Text segment:
+===+

Six Months of Exclusively Breastfeeding, Crying over Spilled Milk, & More...

The Beginning: 

October 26, 2016... Baby A's half birthday! We made it 6 months and met our first goal of exclusively breastfeeding for six months... It was definitely NOT a walk in the park. This was probably the most challenging part of the first half of his life. There were days when I felt like there was no way we were going to make it...when I cried over spilled milk (literally)...when my nipples were super super sore... but it was and still is definitely worth it. 

We started our breastfeeding journey shortly after he was born and the midwife laid him on my chest. Our golden hour was one of the best hours of my life. He latched almost immediately with a little help from my birth team because I had no idea what I was doing really. It didn't hurt...initially. He fed every 1-2 hours like clockwork. He even fell asleep on the nipple (and still does at almost 8 months old). The first day or two was great!

+===+

Information provided:
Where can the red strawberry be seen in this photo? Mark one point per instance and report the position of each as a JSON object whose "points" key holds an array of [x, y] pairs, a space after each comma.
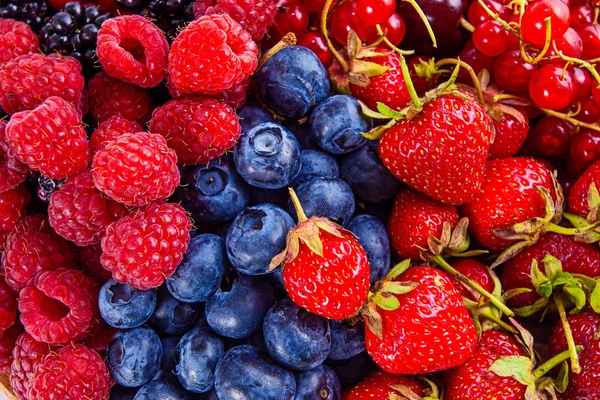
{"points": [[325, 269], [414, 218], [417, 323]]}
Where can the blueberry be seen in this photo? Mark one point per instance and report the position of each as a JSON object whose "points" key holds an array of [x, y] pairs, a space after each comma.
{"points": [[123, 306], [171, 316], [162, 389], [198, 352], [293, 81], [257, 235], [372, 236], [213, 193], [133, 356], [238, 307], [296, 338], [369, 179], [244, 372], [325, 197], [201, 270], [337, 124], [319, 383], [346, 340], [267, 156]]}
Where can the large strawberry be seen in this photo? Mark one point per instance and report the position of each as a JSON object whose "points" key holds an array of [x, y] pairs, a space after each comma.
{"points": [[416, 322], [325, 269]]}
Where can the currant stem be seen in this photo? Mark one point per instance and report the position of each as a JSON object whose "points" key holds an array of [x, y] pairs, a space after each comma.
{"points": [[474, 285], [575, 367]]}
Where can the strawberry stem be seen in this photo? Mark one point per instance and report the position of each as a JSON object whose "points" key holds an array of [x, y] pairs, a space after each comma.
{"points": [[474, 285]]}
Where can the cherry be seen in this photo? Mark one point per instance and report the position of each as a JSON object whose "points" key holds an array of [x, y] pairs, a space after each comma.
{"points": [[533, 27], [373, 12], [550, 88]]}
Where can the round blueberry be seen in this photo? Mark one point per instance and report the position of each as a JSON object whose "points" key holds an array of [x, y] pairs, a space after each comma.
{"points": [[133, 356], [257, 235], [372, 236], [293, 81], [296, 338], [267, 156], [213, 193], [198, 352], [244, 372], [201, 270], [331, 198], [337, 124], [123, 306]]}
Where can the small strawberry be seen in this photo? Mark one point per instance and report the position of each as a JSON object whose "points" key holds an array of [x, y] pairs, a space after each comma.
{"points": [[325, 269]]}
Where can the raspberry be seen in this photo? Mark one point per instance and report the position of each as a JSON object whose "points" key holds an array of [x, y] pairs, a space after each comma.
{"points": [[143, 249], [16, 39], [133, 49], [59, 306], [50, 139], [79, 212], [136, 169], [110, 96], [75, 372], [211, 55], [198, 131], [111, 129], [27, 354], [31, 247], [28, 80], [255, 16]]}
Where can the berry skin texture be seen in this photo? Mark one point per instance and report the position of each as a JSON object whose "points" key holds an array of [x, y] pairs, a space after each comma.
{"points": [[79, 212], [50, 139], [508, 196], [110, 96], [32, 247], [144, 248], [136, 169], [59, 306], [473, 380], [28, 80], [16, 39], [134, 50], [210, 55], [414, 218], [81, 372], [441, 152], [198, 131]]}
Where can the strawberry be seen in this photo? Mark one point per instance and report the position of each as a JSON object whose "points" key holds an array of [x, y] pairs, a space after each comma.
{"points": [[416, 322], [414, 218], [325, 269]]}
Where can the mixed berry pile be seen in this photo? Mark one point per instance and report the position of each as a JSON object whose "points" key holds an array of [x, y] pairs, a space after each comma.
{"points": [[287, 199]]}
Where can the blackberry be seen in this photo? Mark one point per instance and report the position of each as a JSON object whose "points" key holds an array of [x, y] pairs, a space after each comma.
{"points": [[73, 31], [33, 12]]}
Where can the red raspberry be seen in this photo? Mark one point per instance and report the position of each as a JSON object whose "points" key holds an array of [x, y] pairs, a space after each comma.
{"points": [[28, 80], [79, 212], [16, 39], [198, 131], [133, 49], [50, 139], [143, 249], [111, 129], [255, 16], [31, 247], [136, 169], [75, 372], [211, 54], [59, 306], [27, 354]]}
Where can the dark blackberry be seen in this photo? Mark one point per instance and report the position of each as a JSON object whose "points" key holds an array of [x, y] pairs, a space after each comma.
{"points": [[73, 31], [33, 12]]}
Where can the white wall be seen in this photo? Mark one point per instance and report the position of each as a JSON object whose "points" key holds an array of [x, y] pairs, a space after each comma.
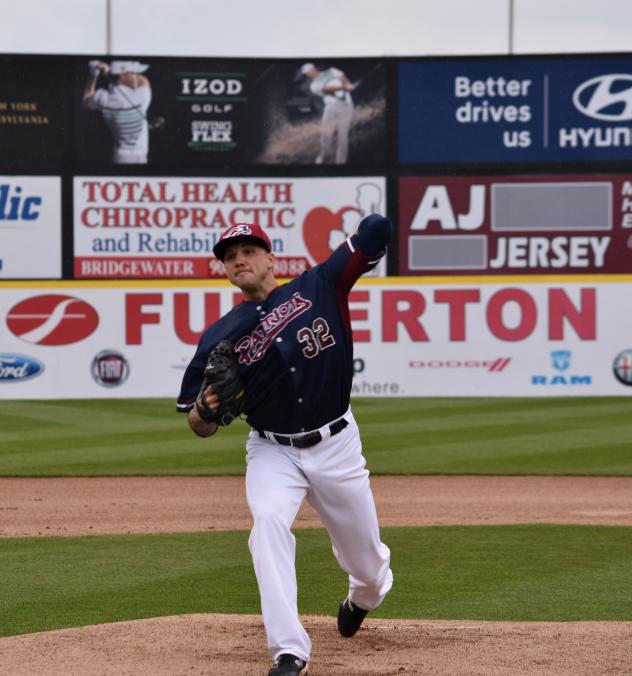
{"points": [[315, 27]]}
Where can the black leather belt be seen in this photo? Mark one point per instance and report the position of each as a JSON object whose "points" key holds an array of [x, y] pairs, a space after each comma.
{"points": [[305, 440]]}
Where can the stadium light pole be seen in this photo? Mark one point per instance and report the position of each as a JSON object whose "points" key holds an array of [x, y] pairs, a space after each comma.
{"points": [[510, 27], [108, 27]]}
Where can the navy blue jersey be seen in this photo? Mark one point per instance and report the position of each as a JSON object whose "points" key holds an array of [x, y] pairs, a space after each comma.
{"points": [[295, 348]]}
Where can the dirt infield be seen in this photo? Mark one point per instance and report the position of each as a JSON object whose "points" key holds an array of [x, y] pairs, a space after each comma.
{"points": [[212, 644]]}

+===+

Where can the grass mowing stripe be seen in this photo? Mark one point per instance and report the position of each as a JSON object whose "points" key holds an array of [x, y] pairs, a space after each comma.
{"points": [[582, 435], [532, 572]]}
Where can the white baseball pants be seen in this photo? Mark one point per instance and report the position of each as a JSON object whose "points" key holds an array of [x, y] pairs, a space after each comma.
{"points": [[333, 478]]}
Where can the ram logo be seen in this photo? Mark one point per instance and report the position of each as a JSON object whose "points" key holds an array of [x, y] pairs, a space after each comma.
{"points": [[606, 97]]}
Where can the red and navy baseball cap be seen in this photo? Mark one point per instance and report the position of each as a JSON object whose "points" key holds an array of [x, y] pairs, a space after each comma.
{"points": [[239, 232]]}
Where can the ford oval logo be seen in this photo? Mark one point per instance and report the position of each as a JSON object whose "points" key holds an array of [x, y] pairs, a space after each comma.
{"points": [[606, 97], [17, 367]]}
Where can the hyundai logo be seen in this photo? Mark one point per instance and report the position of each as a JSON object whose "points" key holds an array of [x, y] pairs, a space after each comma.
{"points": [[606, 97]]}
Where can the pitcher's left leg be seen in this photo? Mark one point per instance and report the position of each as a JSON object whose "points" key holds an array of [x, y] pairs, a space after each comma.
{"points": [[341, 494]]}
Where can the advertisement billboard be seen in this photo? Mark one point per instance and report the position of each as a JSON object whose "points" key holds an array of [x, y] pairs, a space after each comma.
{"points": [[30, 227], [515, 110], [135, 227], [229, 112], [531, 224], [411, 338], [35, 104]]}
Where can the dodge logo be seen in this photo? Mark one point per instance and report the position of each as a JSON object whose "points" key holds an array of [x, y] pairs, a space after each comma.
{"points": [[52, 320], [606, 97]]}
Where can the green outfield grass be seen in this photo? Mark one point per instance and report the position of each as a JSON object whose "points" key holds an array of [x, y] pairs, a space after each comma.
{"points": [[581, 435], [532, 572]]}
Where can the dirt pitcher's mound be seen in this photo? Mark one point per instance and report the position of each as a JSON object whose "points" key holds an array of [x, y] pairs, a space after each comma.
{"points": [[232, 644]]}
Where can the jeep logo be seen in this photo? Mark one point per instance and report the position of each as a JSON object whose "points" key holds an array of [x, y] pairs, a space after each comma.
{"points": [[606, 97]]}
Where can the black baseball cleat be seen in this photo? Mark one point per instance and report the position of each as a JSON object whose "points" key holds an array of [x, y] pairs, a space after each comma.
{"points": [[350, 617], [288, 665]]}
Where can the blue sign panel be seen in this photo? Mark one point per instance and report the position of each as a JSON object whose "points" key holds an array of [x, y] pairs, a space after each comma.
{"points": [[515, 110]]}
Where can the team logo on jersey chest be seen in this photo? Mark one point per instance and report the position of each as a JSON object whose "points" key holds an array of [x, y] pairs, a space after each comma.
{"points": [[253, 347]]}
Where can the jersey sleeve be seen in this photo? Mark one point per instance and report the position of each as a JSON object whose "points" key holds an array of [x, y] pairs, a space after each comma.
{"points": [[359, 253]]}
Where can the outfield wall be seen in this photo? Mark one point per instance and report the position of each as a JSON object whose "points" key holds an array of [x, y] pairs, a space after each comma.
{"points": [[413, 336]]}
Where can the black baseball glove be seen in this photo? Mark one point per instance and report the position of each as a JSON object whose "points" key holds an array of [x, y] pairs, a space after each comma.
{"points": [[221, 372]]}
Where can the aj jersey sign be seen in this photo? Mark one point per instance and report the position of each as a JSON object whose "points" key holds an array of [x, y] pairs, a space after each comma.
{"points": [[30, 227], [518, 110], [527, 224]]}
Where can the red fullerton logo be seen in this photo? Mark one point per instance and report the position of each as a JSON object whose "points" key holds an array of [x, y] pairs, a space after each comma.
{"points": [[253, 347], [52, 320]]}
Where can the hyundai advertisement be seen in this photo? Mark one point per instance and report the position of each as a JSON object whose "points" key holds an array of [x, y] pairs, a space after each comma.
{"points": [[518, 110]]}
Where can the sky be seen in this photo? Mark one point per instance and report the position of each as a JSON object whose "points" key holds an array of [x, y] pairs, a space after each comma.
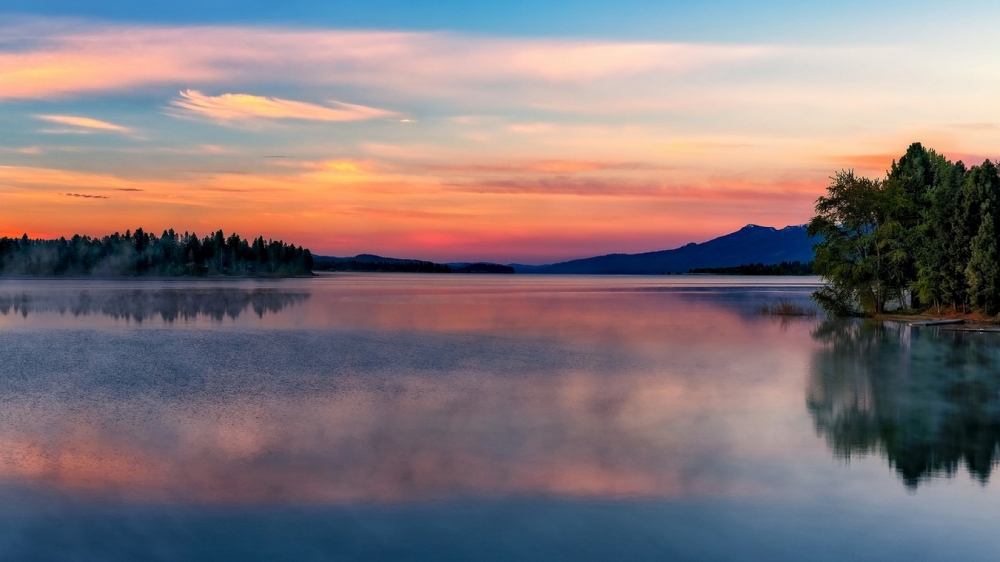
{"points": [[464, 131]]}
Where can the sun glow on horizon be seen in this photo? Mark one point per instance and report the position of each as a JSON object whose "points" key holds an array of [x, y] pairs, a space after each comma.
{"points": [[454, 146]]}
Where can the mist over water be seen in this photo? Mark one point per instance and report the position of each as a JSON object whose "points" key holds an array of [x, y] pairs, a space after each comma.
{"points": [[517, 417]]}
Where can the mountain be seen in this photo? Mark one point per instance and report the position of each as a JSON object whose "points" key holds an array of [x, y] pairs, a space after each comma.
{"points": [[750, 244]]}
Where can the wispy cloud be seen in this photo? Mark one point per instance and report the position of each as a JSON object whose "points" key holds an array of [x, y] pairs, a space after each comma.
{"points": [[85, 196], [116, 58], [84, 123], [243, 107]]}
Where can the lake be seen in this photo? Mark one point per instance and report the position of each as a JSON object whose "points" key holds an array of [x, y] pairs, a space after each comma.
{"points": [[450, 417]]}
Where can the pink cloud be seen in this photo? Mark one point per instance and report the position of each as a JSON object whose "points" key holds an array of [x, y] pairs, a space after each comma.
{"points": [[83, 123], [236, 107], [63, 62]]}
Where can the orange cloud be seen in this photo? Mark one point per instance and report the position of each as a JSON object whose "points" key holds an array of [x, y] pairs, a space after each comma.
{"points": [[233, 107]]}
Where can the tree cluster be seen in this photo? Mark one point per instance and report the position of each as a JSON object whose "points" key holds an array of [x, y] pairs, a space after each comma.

+===+

Work task 1: According to the breastfeeding post, how often did the baby feed at first?
Work task 2: Please copy the breastfeeding post word for word, starting with "October 26, 2016..." and going on through "definitely worth it.".
Work task 3: List the hard times the breastfeeding post names in the sentence beginning "There were days when".

Expected answer 1: Every 1-2 hours, like clockwork.

Expected answer 2:
October 26, 2016... Baby A's half birthday! We made it 6 months and met our first goal of exclusively breastfeeding for six months... It was definitely NOT a walk in the park. This was probably the most challenging part of the first half of his life. There were days when I felt like there was no way we were going to make it...when I cried over spilled milk (literally)...when my nipples were super super sore... but it was and still is definitely worth it.

Expected answer 3:
- Feeling like there was no way they were going to make it
- Crying over spilled milk (literally)
- Having super sore nipples